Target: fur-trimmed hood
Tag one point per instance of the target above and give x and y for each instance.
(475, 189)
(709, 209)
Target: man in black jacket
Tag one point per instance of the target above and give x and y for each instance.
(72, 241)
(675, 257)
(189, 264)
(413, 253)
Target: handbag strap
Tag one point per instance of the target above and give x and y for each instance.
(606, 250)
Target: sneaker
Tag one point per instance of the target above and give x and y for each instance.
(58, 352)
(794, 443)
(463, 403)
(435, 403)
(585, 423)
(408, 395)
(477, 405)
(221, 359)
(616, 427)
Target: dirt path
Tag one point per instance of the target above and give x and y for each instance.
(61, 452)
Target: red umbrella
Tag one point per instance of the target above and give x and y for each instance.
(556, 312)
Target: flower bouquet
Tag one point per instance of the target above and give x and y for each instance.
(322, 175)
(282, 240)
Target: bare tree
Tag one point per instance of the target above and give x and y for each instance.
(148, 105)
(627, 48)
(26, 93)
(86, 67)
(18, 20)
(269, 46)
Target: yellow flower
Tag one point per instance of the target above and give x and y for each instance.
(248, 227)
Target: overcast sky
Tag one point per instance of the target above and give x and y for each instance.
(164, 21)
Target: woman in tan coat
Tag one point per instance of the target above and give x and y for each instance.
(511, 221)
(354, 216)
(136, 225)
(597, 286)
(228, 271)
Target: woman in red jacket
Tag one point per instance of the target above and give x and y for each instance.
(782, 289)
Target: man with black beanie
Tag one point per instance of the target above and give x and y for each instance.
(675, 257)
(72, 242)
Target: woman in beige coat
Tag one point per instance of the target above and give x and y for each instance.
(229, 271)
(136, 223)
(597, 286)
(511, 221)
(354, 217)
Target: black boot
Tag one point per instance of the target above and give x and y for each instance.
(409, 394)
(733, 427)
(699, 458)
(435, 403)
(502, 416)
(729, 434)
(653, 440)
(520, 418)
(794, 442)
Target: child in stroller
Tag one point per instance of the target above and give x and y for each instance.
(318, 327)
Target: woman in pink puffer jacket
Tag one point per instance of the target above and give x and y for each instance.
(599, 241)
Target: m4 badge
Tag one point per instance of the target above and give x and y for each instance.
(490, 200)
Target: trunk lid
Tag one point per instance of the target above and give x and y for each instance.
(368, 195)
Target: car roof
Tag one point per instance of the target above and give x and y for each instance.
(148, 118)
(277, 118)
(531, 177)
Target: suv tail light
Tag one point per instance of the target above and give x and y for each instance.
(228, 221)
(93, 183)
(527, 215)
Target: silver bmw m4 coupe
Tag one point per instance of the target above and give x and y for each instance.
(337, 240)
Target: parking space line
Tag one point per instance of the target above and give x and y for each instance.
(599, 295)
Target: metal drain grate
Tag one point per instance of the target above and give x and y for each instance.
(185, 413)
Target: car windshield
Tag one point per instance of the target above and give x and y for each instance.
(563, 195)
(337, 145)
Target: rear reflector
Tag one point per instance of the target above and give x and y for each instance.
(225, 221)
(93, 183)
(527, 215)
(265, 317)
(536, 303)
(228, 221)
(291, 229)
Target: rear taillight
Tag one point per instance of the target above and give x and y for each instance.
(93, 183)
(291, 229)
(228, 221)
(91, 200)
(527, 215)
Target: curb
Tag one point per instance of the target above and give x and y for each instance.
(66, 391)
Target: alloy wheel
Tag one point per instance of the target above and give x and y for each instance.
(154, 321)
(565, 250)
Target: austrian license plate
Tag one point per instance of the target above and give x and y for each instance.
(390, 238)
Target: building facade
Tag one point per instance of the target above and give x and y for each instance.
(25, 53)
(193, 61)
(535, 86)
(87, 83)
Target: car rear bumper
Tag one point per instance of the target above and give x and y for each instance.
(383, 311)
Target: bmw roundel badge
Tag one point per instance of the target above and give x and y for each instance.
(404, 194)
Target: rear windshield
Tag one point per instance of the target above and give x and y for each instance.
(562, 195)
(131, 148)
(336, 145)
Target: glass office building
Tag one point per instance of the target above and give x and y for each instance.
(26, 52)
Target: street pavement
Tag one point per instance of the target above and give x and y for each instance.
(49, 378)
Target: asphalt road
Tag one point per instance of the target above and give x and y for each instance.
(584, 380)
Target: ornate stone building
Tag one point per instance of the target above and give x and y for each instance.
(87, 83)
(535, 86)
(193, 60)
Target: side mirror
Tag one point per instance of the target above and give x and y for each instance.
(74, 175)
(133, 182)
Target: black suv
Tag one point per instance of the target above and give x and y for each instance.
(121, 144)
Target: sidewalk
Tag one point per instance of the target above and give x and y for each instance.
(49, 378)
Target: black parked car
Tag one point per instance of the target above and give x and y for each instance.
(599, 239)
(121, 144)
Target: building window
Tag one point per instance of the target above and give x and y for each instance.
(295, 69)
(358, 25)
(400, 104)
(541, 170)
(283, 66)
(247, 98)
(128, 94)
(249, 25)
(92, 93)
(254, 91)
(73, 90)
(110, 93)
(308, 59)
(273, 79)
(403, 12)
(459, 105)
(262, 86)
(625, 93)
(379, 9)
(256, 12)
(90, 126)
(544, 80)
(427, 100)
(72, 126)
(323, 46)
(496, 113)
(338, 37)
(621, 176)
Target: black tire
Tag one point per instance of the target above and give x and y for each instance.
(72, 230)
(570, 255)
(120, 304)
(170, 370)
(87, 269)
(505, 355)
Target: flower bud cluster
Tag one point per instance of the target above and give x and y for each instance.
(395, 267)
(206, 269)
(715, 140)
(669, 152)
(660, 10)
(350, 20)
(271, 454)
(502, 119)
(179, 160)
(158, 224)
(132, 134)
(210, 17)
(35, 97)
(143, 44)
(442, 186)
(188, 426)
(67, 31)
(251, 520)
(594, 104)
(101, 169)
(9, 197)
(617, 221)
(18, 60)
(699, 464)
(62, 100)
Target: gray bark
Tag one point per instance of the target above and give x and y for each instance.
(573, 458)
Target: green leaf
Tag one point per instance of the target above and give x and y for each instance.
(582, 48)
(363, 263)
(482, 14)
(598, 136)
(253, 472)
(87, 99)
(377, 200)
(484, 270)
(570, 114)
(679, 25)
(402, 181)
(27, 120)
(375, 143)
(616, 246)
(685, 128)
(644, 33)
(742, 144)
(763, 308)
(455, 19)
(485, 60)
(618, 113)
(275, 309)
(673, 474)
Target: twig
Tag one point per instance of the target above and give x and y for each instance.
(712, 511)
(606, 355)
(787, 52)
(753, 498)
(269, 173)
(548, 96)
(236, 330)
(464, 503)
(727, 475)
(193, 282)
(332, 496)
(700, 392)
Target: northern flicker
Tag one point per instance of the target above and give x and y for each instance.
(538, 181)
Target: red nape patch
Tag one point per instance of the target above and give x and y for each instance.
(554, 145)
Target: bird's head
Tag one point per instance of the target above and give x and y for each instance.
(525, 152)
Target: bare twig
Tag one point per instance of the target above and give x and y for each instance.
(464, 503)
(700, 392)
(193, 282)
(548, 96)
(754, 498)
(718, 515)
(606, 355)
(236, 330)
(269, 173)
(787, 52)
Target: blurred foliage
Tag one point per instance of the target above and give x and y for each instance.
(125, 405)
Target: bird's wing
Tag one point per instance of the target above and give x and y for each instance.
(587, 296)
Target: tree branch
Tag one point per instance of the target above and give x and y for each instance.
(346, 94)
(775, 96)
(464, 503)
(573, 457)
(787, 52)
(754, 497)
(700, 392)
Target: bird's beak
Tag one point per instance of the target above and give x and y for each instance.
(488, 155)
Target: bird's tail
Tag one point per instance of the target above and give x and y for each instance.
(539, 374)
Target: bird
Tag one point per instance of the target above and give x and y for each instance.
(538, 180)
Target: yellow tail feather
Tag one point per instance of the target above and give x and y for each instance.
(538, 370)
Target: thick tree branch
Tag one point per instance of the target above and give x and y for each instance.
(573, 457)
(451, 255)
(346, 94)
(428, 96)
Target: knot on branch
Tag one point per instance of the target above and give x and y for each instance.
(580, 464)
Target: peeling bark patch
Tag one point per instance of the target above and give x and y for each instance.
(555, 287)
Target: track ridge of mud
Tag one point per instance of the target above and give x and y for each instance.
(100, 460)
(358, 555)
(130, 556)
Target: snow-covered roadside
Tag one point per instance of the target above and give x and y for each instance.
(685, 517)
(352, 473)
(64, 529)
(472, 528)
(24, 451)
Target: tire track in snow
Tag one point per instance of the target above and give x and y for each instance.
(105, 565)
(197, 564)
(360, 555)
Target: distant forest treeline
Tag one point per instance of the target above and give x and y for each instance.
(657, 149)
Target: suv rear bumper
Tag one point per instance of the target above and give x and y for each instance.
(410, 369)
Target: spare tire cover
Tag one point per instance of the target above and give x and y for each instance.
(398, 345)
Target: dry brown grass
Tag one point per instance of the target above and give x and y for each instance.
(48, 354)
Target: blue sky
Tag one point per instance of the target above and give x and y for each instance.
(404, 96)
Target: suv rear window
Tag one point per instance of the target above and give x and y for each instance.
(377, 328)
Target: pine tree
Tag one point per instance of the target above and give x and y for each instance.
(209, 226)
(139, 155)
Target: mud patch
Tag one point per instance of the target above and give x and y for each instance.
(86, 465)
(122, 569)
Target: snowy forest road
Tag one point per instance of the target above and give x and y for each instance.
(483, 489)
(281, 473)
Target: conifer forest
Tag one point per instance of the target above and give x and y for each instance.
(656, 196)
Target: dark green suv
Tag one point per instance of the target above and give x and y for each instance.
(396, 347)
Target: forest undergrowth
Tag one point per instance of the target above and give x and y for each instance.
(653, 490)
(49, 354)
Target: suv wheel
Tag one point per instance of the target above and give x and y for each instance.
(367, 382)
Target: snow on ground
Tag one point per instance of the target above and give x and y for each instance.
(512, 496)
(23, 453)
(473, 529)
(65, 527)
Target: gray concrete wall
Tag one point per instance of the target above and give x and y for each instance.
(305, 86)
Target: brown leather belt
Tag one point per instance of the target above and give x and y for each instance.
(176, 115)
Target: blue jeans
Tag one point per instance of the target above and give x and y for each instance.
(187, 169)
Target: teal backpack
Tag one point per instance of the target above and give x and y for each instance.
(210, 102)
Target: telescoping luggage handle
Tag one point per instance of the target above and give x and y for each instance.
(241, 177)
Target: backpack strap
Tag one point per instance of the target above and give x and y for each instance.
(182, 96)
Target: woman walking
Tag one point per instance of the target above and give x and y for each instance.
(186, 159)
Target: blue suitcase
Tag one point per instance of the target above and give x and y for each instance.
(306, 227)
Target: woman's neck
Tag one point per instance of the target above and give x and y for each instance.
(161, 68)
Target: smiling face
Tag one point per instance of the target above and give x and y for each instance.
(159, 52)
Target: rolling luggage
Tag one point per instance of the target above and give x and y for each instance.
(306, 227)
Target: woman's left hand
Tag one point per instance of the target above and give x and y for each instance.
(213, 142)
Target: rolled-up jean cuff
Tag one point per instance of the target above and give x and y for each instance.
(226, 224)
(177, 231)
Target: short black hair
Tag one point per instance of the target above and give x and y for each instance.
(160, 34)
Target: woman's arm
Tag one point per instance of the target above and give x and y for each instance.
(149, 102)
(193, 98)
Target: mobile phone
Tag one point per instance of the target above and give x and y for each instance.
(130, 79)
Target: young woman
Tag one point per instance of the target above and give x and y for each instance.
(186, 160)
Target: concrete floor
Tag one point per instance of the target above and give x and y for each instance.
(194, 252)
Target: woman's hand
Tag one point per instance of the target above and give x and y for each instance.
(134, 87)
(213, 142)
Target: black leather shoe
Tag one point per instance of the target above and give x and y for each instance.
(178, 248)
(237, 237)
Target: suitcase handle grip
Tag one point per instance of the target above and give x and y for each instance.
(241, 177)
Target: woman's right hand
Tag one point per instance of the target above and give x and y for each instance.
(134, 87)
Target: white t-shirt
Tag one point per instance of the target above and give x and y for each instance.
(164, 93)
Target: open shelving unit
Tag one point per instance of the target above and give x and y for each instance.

▸ What you are asked to do: Your task is to find each line in the entries that contains the string "bark" and copy it.

▸ Answer to this task:
Target: gray bark
Target: peeling bark patch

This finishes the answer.